## What you have to do:
Repeat the records below exactly.

— start Supplied data —

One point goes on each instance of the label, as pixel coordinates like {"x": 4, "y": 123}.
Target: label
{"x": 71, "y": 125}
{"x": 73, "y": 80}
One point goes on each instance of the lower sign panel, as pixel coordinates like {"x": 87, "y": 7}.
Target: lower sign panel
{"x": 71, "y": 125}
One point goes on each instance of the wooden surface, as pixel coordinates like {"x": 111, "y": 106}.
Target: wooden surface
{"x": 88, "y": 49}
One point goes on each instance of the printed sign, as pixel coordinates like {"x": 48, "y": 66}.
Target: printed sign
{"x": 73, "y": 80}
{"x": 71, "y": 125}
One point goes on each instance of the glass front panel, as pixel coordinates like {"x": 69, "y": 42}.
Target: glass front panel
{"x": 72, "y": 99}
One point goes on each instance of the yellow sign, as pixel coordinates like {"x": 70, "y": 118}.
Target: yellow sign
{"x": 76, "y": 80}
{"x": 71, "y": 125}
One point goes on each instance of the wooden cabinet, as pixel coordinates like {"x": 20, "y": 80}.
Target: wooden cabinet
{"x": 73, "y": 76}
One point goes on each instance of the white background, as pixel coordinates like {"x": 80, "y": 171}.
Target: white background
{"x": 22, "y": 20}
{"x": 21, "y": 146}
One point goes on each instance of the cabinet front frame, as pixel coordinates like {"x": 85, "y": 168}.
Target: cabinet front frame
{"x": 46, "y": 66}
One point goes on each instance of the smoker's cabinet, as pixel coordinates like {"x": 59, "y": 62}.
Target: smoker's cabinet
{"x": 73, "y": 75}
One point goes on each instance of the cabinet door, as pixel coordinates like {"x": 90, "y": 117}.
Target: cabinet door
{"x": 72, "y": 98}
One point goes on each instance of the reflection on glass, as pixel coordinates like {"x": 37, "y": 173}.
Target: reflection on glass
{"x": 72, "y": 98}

— end Supplied data —

## Exercise output:
One point goes on each instance of the label, as pixel coordinates like {"x": 4, "y": 123}.
Target: label
{"x": 71, "y": 125}
{"x": 73, "y": 80}
One point goes on each instance of the lower sign panel, as pixel coordinates like {"x": 87, "y": 7}.
Target: lower sign panel
{"x": 71, "y": 125}
One point goes on each instance of the wooden surface, as pixel coordinates like {"x": 111, "y": 106}.
Target: wooden surface
{"x": 88, "y": 49}
One point goes on each instance of the printed sign, as pixel coordinates like {"x": 48, "y": 66}.
Target: printed sign
{"x": 73, "y": 80}
{"x": 71, "y": 125}
One point goes on each instance of the glass front panel, as pixel coordinates like {"x": 69, "y": 42}.
Target: glass front panel
{"x": 72, "y": 99}
One point goes on each instance of the yellow sign, as pixel coordinates like {"x": 70, "y": 118}.
Target: yellow sign
{"x": 76, "y": 80}
{"x": 71, "y": 125}
One point goes on each instance of the wooden cabinet, as pixel coordinates like {"x": 20, "y": 80}.
Target: wooden cabinet
{"x": 73, "y": 76}
One point goes on each instance of the white background, as pixel coordinates like {"x": 80, "y": 171}.
Target: white background
{"x": 22, "y": 20}
{"x": 21, "y": 146}
One point goes on each instance of the cabinet front frame, as pixel coordinates like {"x": 85, "y": 168}.
Target: cabinet front frame
{"x": 46, "y": 66}
One point goes on each instance of the smoker's cabinet, as pixel coordinates like {"x": 59, "y": 62}.
Target: smoker's cabinet
{"x": 73, "y": 75}
One point goes on each instance of the cabinet door, as pixel coordinates like {"x": 90, "y": 117}.
Target: cabinet door
{"x": 72, "y": 98}
One point goes on each instance of the reflection on glass, as pixel coordinates like {"x": 37, "y": 173}.
Target: reflection on glass
{"x": 72, "y": 98}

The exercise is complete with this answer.